begin RECORDED INFORMATION

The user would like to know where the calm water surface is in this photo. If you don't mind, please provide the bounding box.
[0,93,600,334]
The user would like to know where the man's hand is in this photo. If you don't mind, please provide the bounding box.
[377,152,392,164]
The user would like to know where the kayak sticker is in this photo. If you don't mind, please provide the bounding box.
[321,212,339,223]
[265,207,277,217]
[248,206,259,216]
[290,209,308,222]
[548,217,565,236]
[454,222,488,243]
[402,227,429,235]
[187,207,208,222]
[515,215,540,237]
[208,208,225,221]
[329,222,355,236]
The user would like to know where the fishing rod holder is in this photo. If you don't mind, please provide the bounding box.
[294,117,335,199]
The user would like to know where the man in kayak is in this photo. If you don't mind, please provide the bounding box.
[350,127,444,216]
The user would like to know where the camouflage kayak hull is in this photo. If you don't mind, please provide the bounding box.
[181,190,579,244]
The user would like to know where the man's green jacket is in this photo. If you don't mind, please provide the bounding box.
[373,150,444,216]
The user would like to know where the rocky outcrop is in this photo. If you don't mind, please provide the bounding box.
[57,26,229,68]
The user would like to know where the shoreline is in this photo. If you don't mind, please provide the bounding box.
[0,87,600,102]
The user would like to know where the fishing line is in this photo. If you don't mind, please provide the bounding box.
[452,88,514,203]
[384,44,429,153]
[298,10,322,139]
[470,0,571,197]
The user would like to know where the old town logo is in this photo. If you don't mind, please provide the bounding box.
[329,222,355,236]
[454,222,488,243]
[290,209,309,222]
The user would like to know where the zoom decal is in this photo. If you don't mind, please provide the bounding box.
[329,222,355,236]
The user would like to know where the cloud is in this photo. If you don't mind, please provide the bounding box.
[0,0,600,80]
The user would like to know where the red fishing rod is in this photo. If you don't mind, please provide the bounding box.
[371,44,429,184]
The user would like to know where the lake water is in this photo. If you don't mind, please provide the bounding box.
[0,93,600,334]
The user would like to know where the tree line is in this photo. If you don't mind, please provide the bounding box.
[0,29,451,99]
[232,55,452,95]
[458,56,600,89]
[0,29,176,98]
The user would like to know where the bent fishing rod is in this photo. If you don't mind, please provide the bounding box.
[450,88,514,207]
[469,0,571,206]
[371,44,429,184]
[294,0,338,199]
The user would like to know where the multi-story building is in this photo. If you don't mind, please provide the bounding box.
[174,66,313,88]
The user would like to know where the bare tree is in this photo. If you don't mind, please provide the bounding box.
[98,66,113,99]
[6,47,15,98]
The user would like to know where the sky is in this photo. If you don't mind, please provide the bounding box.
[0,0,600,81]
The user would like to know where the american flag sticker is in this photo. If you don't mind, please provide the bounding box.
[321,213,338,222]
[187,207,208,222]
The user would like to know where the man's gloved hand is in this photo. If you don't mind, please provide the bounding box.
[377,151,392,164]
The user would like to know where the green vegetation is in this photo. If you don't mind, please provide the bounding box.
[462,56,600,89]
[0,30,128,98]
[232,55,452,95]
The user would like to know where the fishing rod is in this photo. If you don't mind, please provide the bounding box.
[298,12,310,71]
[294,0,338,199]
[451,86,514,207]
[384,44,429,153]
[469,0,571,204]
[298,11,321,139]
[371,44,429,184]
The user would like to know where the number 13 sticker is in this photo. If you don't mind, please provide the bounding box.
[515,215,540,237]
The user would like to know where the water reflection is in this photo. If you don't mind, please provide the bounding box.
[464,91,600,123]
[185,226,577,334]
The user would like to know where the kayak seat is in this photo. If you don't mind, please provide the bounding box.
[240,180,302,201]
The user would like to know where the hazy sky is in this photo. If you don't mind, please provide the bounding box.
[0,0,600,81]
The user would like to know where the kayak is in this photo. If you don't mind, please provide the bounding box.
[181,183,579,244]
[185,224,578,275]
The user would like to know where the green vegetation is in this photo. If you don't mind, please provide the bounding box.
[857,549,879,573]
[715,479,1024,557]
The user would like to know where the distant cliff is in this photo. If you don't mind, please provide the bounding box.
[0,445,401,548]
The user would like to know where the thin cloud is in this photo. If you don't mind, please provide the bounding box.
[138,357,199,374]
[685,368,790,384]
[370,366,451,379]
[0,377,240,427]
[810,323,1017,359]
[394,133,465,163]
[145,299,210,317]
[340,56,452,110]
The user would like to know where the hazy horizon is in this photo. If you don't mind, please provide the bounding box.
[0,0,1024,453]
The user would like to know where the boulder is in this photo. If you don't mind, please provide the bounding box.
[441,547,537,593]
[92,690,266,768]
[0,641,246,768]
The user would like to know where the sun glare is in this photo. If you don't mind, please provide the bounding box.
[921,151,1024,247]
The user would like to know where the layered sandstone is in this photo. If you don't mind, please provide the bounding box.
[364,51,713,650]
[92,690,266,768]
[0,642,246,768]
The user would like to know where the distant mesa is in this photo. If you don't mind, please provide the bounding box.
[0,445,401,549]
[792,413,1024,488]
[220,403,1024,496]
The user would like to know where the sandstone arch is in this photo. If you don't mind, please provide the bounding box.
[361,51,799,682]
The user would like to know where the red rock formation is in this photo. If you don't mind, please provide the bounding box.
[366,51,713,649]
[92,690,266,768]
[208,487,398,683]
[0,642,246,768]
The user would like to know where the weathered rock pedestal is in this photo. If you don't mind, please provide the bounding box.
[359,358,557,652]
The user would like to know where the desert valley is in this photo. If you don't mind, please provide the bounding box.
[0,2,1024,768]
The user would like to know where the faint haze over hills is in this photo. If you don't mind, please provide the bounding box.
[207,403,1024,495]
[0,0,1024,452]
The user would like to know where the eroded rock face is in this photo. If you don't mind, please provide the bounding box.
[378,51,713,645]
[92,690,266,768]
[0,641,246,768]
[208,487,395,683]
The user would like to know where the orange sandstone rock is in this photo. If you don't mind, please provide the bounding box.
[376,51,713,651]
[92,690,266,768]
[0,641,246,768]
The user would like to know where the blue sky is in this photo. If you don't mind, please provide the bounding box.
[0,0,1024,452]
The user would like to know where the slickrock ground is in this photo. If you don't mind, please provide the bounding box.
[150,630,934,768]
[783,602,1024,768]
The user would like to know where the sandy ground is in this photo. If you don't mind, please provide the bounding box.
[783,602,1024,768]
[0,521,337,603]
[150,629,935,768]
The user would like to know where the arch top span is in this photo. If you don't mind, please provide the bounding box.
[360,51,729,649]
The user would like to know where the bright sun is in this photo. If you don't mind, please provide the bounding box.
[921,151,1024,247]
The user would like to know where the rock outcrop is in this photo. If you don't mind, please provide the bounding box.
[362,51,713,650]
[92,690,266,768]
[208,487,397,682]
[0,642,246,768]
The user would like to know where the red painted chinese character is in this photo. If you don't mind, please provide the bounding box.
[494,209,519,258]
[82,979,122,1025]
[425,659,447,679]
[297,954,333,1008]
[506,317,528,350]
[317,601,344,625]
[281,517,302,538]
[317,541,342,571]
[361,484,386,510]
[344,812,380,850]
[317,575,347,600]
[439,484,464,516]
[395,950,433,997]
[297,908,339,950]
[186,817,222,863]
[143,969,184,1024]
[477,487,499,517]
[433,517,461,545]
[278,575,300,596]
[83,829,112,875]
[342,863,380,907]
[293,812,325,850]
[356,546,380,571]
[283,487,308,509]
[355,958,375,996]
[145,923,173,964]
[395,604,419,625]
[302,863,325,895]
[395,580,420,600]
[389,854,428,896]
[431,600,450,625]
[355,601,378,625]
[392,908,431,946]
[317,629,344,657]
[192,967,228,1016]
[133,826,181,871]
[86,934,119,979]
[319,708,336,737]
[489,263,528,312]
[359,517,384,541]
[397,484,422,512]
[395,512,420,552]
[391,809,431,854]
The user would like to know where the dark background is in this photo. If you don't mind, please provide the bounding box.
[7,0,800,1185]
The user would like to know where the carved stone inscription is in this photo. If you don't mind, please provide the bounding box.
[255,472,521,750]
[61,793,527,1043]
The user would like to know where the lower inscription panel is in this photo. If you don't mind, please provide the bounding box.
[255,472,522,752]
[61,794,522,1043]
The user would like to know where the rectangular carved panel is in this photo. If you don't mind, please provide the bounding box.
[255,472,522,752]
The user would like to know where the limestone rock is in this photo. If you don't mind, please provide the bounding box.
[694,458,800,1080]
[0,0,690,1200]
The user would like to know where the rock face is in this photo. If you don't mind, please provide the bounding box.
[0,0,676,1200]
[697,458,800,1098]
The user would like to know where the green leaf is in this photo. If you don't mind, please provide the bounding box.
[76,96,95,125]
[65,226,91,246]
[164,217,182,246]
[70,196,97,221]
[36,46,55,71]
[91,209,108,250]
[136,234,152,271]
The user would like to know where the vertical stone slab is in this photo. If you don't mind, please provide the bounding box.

end RECORDED INFORMATION

:: AIM OF THE TASK ::
Could you write out every line from the one containing "The user would like to know where the rocky" up to and including the one containing "[6,47,15,98]", adding 7 to each bounding-box coordinate?

:: OUTPUT FOR THIS TASK ::
The user would like to know where the rocky outcrop is in this photo. If you don't mind, please provide the bounding box.
[64,33,236,75]
The user would like to know where the shoreline is in this photo. If you don't mind, please provide the bounding box.
[7,94,607,109]
The user would like to know where the fishing line is in this photo. If you don't mind, please provide the bounding box.
[459,95,521,210]
[391,51,436,160]
[305,17,329,146]
[477,7,578,204]
The user would like to know where the old town logo is in this photo. If you don't mind, please provide the bounding box.
[336,229,362,243]
[461,229,495,250]
[297,216,316,229]
The user would like to know where the zoom decal is in this photo. If you don't mind, please provide the bounding box.
[336,229,362,243]
The user would like to know where the cloud is in this photo. If you don't mind, please provide the bounding box.
[7,7,607,87]
The user would like to know where the red fishing rod is in this photo. If you don't mind, please provide the bounding box.
[378,51,436,191]
The user would like to know where the lake water is in this photo. If you don't mind, please provide the bounding box.
[7,100,607,341]
The user would like to know where the tree line is in this photo. If you don't mind, please provide the bounding box.
[7,36,458,106]
[239,62,459,102]
[465,63,607,96]
[7,36,183,105]
The user would like to know where the bent fishing rod is in this photo. If you don't mind, please provide the bounding box.
[457,95,521,214]
[476,7,578,213]
[378,51,436,191]
[301,7,345,206]
The user would like to know where the multi-story building is in this photo. If you don't mind, please provide the bounding box.
[181,73,320,95]
The user would like to know where the bare tree is in this photo. If you don't mind, please provide the bounding box.
[105,73,120,106]
[13,54,22,105]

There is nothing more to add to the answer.